▸ ASSIGNMENT: Each entry below is to be copied verbatim.

(Referring expression pointing data)
◆ ◆ ◆

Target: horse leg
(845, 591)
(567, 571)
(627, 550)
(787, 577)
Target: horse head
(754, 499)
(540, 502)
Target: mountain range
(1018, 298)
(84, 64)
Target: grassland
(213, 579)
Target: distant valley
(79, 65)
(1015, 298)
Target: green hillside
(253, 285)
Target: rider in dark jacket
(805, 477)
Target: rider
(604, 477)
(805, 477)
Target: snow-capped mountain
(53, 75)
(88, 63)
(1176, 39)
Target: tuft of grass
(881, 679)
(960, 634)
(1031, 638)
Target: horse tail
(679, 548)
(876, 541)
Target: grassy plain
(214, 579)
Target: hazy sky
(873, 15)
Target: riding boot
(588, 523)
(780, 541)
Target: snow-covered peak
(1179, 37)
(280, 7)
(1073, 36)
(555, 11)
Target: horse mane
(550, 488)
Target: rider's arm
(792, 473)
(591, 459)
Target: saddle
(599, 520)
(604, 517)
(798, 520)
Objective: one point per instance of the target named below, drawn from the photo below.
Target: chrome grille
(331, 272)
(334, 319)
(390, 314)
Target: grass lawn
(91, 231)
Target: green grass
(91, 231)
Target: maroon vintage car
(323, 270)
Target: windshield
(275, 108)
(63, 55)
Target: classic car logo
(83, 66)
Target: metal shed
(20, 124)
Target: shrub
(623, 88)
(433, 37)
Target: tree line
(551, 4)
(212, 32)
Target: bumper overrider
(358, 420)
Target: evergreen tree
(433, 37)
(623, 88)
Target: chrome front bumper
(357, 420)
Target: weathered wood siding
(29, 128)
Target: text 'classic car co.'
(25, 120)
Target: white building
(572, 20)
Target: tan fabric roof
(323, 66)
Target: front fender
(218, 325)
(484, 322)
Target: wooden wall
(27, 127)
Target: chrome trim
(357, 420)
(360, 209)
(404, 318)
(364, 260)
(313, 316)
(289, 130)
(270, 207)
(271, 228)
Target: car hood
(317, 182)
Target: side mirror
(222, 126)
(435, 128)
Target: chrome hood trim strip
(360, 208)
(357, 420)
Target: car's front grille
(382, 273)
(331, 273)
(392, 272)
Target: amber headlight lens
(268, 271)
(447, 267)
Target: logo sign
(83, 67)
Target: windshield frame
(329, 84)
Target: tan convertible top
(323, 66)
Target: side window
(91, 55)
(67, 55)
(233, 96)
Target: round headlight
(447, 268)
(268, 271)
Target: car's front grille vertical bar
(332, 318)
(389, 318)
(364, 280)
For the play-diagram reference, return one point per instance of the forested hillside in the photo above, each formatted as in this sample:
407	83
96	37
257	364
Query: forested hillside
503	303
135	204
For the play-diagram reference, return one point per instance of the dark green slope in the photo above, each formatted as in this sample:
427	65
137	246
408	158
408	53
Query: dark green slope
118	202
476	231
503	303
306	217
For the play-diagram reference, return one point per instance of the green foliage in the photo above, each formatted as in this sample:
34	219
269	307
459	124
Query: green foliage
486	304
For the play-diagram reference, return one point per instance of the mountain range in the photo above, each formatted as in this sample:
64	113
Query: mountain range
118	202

◆ ◆ ◆

▸ RESULT OF THIS TASK:
Target: horse leg
(845, 591)
(567, 571)
(627, 550)
(787, 577)
Target: horse head
(754, 499)
(540, 502)
Target: mountain range
(1018, 298)
(84, 64)
Target: grassland
(213, 579)
Target: distant valley
(79, 65)
(1015, 298)
Target: green hillside
(253, 285)
Target: rider in dark jacket
(805, 477)
Target: rider
(604, 477)
(805, 477)
Target: snow-capped mountain
(53, 75)
(88, 63)
(1176, 39)
Target: tuft of grass
(881, 679)
(960, 634)
(1031, 638)
Target: horse tail
(679, 548)
(876, 541)
Target: grassy plain
(214, 579)
Target: hazy sky
(873, 15)
Target: riding boot
(588, 523)
(780, 541)
Target: snow-covered peak
(1179, 37)
(280, 7)
(1073, 36)
(555, 11)
Target: horse mane
(550, 488)
Target: rider's arm
(792, 473)
(591, 459)
Target: saddle
(599, 520)
(604, 517)
(798, 520)
Objective: one point per instance of the target named below, drawn from the photo below.
Target: chrome grille
(331, 272)
(334, 319)
(390, 314)
Target: grass lawn
(91, 231)
Target: green grass
(91, 231)
Target: maroon vintage car
(323, 270)
Target: windshield
(275, 108)
(63, 55)
Target: classic car logo
(83, 66)
Target: metal shed
(20, 124)
Target: shrub
(623, 88)
(433, 37)
Target: tree line
(551, 4)
(212, 32)
Target: bumper overrider
(358, 420)
Target: evergreen tree
(433, 37)
(623, 88)
Target: chrome front bumper
(357, 420)
Target: weathered wood siding
(29, 128)
Target: text 'classic car co.'
(25, 120)
Target: white building
(572, 20)
Target: tan fabric roof
(323, 66)
Target: front fender
(218, 325)
(484, 322)
Target: wooden wall
(27, 127)
Target: chrome trim
(357, 420)
(360, 209)
(404, 318)
(364, 260)
(313, 316)
(289, 130)
(270, 207)
(271, 228)
Target: car hood
(317, 182)
Target: side mirror
(222, 126)
(435, 128)
Target: chrome hood trim strip
(360, 208)
(357, 420)
Target: car's front grille
(382, 273)
(331, 273)
(392, 272)
Target: amber headlight lens
(268, 271)
(447, 267)
Target: logo sign
(83, 67)
Target: windshield frame
(329, 84)
Target: tan convertible top
(323, 66)
Target: side window
(91, 55)
(67, 55)
(233, 96)
Target: round headlight
(447, 268)
(268, 271)
Target: car's front grille vertical bar
(332, 318)
(389, 318)
(364, 280)
For the play-diagram reference, return one point per instance of the forested hillside in the photo above, each formatted as in this sample:
407	83
96	37
257	364
Query: forested hillside
503	303
135	204
For the play-diagram reference, return one point per instance of the dark green slope in the photo above, each formatted as in this sample:
427	65
137	246
408	158
408	53
Query: dark green slope
118	202
476	231
503	303
306	217
For the play-diagram reference, return one point per instance of the green foliage in the photo above, each formatted as in this sample:
34	219
269	307
459	124
Query: green foliage
486	304
For the play-diagram reference, return one point per instance of the mountain range in the photo above, each formatted as in this sample:
64	113
Query: mountain range
118	202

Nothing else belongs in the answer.